■ **EXERCISE GOAL**: Print every one of the rows below word for word, changing nothing.

■ **PROVIDED RECORDS**:
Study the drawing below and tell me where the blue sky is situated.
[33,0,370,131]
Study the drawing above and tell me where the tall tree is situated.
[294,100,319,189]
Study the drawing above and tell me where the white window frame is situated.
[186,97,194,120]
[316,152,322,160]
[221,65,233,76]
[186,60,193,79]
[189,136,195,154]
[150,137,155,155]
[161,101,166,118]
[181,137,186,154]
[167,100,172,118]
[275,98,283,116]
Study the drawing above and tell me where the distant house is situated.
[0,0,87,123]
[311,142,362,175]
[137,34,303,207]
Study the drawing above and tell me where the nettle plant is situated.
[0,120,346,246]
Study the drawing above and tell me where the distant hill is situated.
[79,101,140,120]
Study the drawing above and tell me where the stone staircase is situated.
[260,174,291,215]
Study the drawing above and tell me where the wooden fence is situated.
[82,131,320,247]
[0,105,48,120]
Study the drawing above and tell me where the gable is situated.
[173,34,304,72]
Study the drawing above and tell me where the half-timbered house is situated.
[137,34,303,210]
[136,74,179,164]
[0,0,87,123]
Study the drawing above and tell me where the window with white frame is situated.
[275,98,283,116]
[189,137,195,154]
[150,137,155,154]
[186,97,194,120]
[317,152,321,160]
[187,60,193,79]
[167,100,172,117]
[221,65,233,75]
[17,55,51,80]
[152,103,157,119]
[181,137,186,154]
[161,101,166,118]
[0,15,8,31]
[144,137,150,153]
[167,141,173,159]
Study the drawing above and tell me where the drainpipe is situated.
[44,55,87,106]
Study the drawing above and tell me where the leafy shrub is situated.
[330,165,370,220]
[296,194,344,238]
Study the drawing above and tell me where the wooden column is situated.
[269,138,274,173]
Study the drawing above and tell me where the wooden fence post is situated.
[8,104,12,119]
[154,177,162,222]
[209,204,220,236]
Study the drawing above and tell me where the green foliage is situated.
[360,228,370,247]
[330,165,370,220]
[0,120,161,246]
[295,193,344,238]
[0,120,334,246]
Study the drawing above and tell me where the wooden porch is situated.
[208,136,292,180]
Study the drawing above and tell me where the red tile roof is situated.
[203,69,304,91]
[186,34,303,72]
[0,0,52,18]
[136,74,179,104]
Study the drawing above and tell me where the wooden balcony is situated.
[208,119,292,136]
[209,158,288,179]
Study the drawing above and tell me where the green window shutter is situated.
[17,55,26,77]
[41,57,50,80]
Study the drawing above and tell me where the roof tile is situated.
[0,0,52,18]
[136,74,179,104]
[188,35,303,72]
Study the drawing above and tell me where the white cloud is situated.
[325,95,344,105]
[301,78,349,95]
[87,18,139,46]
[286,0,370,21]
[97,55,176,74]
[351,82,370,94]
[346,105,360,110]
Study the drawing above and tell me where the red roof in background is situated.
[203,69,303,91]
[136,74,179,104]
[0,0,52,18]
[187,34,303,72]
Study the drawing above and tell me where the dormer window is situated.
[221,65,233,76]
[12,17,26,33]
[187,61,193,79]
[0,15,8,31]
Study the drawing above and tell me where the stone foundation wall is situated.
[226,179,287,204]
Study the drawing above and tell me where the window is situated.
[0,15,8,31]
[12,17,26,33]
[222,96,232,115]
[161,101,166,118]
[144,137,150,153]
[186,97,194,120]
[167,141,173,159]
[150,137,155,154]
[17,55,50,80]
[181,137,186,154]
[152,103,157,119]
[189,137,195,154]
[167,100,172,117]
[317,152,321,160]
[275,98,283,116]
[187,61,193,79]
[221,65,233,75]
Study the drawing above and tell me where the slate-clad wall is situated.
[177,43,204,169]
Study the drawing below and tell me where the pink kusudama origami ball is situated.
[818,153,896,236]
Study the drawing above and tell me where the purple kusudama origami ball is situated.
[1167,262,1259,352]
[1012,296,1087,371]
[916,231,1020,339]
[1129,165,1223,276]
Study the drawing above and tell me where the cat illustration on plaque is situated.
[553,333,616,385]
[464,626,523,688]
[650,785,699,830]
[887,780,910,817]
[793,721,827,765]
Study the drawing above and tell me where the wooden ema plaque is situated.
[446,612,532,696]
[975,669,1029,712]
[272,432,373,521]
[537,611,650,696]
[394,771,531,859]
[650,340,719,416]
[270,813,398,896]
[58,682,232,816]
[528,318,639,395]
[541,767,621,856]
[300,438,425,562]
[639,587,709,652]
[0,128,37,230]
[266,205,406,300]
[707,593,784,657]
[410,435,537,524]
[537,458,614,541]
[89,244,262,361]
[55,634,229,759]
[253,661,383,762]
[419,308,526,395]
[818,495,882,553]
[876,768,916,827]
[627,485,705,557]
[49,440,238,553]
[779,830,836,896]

■ **SOLUTION FOR THIS PROBLEM**:
Study the drawing below and tell me where the blue sky is situated.
[33,0,370,131]
Study the drawing above and tell me where the tall tree is situated.
[294,100,319,189]
Study the drawing above and tell me where the white window frame is situated.
[186,97,194,120]
[316,152,322,160]
[221,65,233,76]
[186,60,193,79]
[189,136,195,154]
[150,137,155,155]
[161,101,166,118]
[181,137,186,154]
[167,100,172,118]
[275,98,283,116]
Study the drawing above and tell me where the distant house is situated.
[0,0,87,123]
[311,142,362,175]
[137,34,303,207]
Study the drawing above and tell me where the nettle plant is situated.
[0,120,346,246]
Study the drawing above and tell me where the distant hill is situated.
[79,101,140,120]
Study the drawing above and tell me where the stone staircase is situated.
[260,174,291,215]
Study the drawing above and tell me where the wooden fence is situated.
[82,131,320,247]
[0,105,48,120]
Study the drawing above and tell me where the gable is situated.
[173,34,304,72]
Study the drawing above and tell me where the half-timbered house is situated.
[137,34,303,210]
[136,74,179,164]
[0,0,87,123]
Study the drawing above and tell me where the window with white frame is situated.
[275,98,283,116]
[189,137,195,154]
[150,137,155,154]
[186,97,194,120]
[317,152,321,160]
[187,60,193,79]
[167,100,172,117]
[221,65,233,75]
[17,55,51,80]
[152,103,157,119]
[181,137,186,154]
[161,101,166,118]
[0,15,8,31]
[144,137,150,153]
[167,141,173,159]
Study the drawing above and tell me where the drainpipe is situated.
[44,55,87,106]
Study the drawing above and tell me where the leafy shrub is situated.
[330,165,370,220]
[296,194,344,238]
Study the drawing above and tell me where the wooden column is situated.
[269,138,274,173]
Study the drawing above and tell me where the wooden fence post is situated.
[8,104,12,119]
[154,177,162,222]
[209,204,220,236]
Study the drawing above and tell me where the green foliage is situated.
[360,228,370,247]
[330,165,370,220]
[0,120,161,246]
[295,193,344,238]
[0,120,334,246]
Study the drawing above and tell me where the wooden porch is situated.
[208,136,292,180]
Study the drawing above and tell me where the red tile roof is situated.
[203,69,304,91]
[186,34,303,72]
[0,0,52,18]
[136,74,179,104]
Study the drawing above and tell me where the wooden balcony is situated.
[208,119,292,136]
[209,158,288,179]
Study the drawing above and tell me where the green window shutter is situated.
[17,55,26,77]
[41,57,50,80]
Study the drawing above and tell me where the roof tile is situated.
[0,0,52,18]
[136,74,179,104]
[188,35,303,72]
Study the drawing above and tell me where the white cloud is situated.
[325,95,344,105]
[301,78,349,95]
[87,18,139,46]
[286,0,370,21]
[97,55,176,74]
[351,82,370,94]
[346,105,360,110]
Study the drawing above and tell me where the red roof in background is situated.
[203,69,303,91]
[136,74,179,104]
[0,0,52,18]
[187,34,303,72]
Study the drawing above and tell me where the dormer window is situated.
[221,65,233,76]
[12,17,26,33]
[187,61,193,79]
[0,15,8,31]
Study the drawing above and tell me where the stone foundation wall is situated.
[226,179,287,204]
Study the drawing above and tell me where the window is situated.
[0,15,8,31]
[12,17,26,33]
[222,96,232,115]
[161,101,166,118]
[144,137,150,153]
[186,97,194,120]
[167,141,173,159]
[150,137,155,154]
[17,55,50,80]
[181,137,186,154]
[152,103,157,119]
[189,137,195,154]
[167,100,172,117]
[317,152,321,160]
[275,98,283,116]
[187,61,193,79]
[221,65,233,75]
Study the drawing above and tell me where the slate-clad wall is situated.
[177,43,204,169]
Study the drawing below and tell me where the pink kusudama origami ball is situated.
[818,153,896,236]
Study the drawing above and tell me where the purple kusudama origami ball is situated.
[1167,262,1259,352]
[1012,296,1087,371]
[916,231,1020,339]
[1129,165,1223,276]
Study the drawing above and tell me where the cat illustration on plaque is situated.
[553,333,616,385]
[464,626,523,688]
[650,785,699,830]
[887,780,910,817]
[793,721,827,765]
Study the drawing above and tell me where the wooden ema plaque is situated.
[446,612,532,696]
[975,669,1029,712]
[272,432,373,521]
[537,611,650,696]
[394,771,531,859]
[650,340,719,416]
[270,813,398,896]
[58,682,232,816]
[528,318,639,395]
[541,767,621,856]
[300,438,425,562]
[639,587,709,652]
[0,128,37,230]
[266,205,406,300]
[707,593,784,657]
[410,435,537,524]
[537,458,614,541]
[89,244,262,361]
[55,634,229,759]
[253,661,383,762]
[419,308,526,395]
[818,495,882,553]
[876,768,916,827]
[627,485,705,557]
[49,440,238,553]
[779,830,836,896]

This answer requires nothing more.